■ Records for this task
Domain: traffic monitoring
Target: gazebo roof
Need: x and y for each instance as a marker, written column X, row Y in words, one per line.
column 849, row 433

* * *

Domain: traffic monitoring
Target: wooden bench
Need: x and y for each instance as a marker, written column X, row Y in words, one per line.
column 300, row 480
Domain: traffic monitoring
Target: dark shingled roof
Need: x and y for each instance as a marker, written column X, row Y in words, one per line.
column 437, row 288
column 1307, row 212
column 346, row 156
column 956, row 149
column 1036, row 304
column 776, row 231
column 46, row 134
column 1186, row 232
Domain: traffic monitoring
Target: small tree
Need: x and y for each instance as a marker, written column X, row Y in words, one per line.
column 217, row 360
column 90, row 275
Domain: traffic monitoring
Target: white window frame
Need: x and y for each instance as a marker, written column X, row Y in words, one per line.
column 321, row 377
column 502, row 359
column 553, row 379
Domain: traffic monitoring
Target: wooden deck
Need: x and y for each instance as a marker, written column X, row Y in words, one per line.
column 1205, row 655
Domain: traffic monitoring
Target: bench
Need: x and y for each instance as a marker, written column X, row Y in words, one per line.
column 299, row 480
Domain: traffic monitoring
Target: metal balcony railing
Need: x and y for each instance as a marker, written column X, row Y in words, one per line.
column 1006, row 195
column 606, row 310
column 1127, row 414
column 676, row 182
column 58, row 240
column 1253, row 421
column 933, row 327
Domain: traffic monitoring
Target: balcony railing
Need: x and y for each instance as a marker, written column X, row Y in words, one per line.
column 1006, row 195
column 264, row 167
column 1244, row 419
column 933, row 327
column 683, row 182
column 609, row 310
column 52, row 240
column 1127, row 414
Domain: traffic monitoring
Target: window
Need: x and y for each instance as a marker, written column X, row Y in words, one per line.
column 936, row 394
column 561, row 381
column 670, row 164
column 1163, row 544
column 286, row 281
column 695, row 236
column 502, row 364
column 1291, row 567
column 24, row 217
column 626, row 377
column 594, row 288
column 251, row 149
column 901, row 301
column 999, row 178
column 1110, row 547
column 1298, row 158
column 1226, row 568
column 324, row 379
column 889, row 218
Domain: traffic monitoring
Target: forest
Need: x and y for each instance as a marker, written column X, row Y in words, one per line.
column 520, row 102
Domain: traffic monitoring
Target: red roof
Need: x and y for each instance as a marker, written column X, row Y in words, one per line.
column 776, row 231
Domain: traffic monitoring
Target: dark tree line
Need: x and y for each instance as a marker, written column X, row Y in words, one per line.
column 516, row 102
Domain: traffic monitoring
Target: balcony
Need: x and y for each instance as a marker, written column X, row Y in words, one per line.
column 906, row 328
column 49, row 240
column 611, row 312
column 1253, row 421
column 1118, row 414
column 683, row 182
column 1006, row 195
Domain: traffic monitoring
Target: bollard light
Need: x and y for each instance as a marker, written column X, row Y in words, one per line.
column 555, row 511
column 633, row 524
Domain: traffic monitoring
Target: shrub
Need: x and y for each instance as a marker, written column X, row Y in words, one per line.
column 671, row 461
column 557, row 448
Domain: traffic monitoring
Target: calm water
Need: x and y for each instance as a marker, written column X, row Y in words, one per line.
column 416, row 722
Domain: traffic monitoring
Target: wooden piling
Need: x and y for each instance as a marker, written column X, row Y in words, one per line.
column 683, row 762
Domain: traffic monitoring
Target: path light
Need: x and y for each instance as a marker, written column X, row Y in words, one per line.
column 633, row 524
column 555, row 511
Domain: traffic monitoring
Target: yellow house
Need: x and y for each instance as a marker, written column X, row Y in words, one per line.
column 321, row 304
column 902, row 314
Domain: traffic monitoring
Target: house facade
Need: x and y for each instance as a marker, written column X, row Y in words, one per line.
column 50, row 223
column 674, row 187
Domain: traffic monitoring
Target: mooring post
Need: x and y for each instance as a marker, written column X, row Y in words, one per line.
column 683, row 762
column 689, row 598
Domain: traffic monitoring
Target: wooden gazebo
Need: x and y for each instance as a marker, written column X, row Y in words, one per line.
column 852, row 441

■ Set task
Collect every line of the rows above that holds the word "house", and list them.

■ Task output
Target: yellow house
Target: house facade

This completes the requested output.